Giliran Profesor Harvard University Beri Kuliah Umum di Kemendikbud  07 Agustus 2015  ← Back

Jakarta, Kemendikbud --- Setelah mendapat kunjungan Professor Otto Scharmer dari Massachusetts Institute of Technology (MIT) pada awal Juli lalu, pagi ini, Jumat (7/8) Kementerian Pendidikan dan Kebudayaan (Kemendikbud) kembali menerima kuliah umum, kali ini dari Harvard Kennedy School of Government, Harvard University, Amerika Serikat. Pada kesempatan ini, Lant Pritchett, seorang professor praktik pembangunan internasional, hadir menyampaikan pandangannya tentang pendidikan di negara-negara berkembang, khususnya Indonesia.
 
Kuliah umum dihadiri oleh sejumlah pejabat eselon I dan II di lingkungan Kemendikbud, termasuk para peneliti dan perekayasa. Menteri Pendidikan dan Kebudayaan (Mendikbud), Anies Baswedan juga hadir memberikan sambutan singkat sebagai pengantar seminar. Ia mengatakan, kesempatan emas ini harus digunakan sebagai ajang bertukar pikiran, termasuk memunculkan kritik dan tantangan bagaimana menerapkan apa yang disampaikan dalam konteks Indonesia.
 
“Prof. Pritchett akan menyampaikan perspektifnya. Nanti bagian kita adalah masalah di Indonesia seperti apa, bagaimana membuat link antara keduanya,” tutur Mendikbud.
+ + + +
Tujuan Tugas A »
Kumpulkan seluruh baris data di bawah ini yang memuat kata "tree".
+ + + +
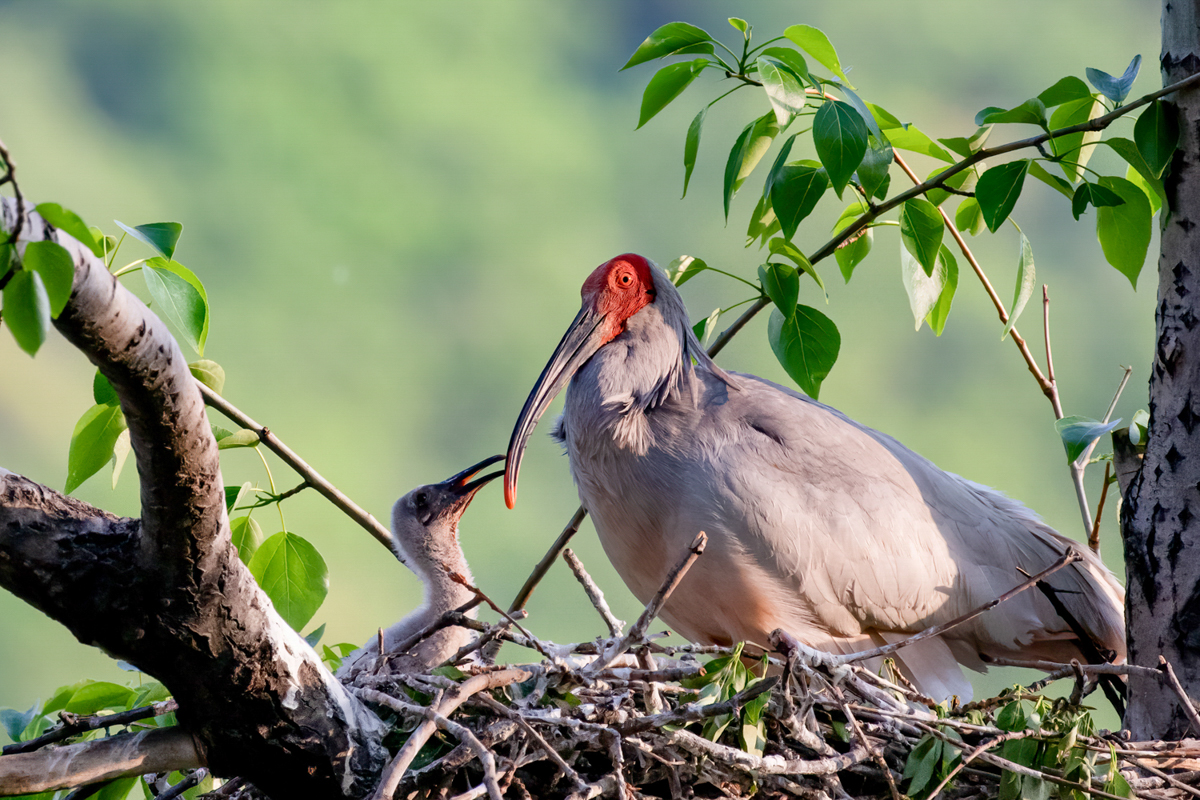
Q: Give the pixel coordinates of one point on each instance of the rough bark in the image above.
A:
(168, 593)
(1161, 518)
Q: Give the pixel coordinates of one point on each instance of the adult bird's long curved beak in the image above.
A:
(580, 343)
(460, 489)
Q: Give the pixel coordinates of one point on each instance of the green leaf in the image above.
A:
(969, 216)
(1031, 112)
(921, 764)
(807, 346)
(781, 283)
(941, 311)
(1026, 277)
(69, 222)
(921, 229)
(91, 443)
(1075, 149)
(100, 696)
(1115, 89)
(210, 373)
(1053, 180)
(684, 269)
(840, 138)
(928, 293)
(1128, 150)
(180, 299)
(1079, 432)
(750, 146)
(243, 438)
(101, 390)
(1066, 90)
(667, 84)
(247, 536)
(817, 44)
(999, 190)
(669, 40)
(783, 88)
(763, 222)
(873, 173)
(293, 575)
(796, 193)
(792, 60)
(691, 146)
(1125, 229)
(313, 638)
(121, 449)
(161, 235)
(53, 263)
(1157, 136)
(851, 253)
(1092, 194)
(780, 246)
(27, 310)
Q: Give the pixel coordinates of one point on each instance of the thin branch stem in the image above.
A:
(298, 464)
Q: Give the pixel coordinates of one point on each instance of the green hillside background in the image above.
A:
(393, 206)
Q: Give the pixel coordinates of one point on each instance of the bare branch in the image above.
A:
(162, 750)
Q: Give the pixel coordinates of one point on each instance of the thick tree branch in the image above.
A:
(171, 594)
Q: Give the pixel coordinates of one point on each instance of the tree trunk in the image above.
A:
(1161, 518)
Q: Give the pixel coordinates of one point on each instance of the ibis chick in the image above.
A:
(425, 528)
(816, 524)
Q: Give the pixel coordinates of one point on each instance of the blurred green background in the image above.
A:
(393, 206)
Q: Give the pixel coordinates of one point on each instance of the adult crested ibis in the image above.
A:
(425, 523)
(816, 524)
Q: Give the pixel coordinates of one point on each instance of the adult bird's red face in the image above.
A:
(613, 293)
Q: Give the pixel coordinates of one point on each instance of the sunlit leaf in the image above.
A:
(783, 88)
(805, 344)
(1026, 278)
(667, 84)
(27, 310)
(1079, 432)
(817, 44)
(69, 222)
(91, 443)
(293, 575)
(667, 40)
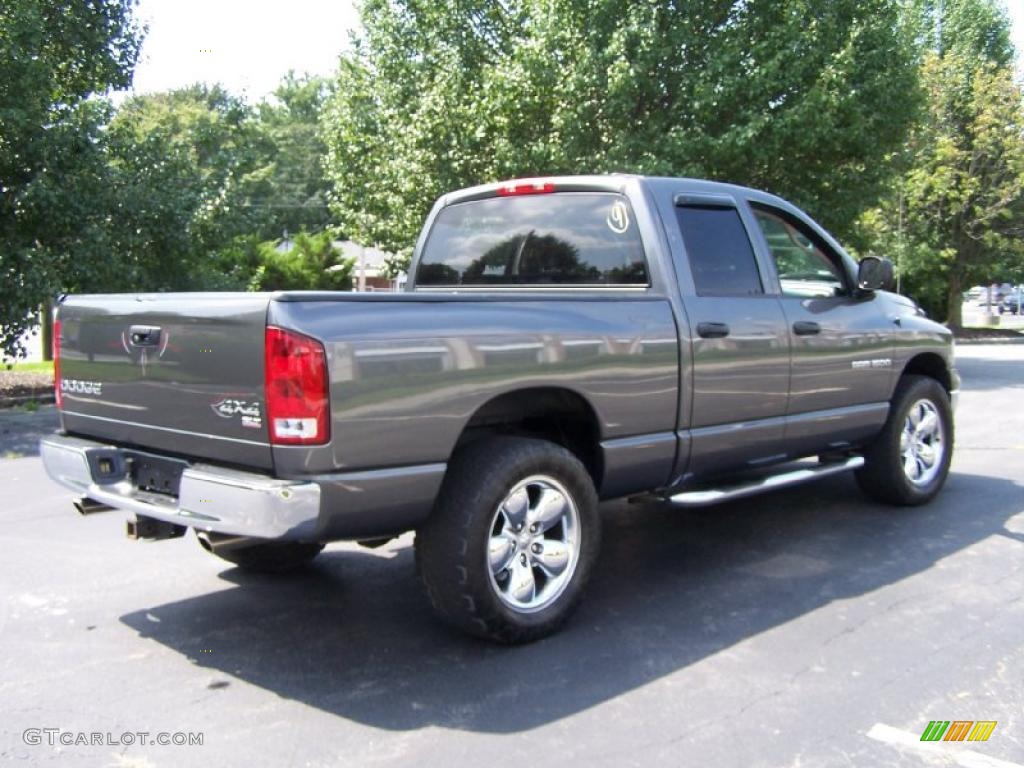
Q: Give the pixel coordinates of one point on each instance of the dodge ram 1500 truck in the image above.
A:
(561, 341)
+ + + +
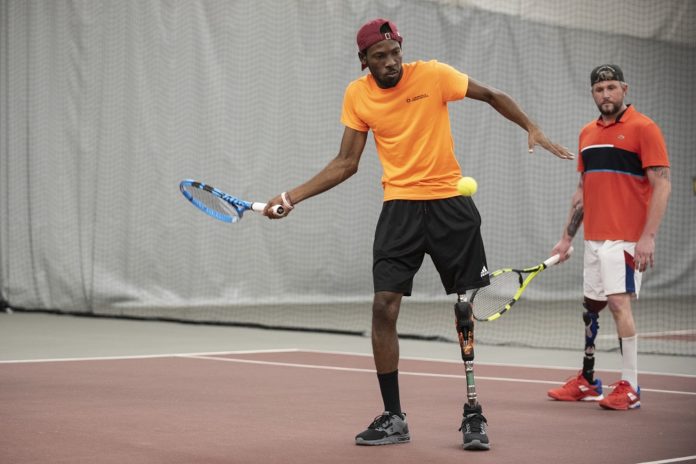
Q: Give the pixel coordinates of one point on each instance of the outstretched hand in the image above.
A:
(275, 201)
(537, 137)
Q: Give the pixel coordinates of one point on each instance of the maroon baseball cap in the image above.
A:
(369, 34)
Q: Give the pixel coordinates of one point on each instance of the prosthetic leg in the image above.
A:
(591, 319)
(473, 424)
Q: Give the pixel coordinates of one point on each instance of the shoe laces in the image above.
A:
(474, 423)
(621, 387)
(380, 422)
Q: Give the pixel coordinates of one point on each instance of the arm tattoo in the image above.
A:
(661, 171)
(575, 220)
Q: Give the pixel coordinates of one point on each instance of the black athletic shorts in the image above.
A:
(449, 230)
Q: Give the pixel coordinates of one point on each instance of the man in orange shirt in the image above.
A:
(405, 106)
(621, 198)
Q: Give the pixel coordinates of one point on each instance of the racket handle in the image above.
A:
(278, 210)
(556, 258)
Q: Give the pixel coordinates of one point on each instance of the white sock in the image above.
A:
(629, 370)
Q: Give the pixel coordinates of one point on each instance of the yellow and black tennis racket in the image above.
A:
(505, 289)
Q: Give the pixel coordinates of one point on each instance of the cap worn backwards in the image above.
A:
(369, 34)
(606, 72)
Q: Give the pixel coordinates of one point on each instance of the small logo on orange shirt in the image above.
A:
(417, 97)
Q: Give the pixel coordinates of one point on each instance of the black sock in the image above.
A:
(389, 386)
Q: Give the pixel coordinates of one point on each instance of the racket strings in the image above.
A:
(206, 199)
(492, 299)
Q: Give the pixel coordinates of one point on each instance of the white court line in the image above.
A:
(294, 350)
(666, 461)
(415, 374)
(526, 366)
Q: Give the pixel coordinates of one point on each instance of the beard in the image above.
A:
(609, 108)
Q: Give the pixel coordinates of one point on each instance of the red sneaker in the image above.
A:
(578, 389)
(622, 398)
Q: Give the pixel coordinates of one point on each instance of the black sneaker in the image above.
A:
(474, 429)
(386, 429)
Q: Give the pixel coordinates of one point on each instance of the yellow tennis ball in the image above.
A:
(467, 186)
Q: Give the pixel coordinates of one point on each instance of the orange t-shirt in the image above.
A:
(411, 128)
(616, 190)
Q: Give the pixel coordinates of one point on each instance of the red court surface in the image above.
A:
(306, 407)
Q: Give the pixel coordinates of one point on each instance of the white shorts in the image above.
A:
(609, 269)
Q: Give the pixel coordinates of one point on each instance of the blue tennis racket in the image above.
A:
+ + + +
Tujuan Tugas B »
Tuliskan kembali tanpa perubahan bagian berita kuliah umum di atas, mulai dari "Giliran Profesor Harvard" sampai dengan "berkembang, khususnya Indonesia.".

Jawaban Latihan A »
Q: Give the pixel coordinates of one point on each instance of the thick tree branch in the image above.
Q: Give the pixel coordinates of one point on each instance of the tree trunk in the image above.

Jawaban Latihan B »
Giliran Profesor Harvard University Beri Kuliah Umum di Kemendikbud  07 Agustus 2015  ← Back

Jakarta, Kemendikbud --- Setelah mendapat kunjungan Professor Otto Scharmer dari Massachusetts Institute of Technology (MIT) pada awal Juli lalu, pagi ini, Jumat (7/8) Kementerian Pendidikan dan Kebudayaan (Kemendikbud) kembali menerima kuliah umum, kali ini dari Harvard Kennedy School of Government, Harvard University, Amerika Serikat. Pada kesempatan ini, Lant Pritchett, seorang professor praktik pembangunan internasional, hadir menyampaikan pandangannya tentang pendidikan di negara-negara berkembang, khususnya Indonesia.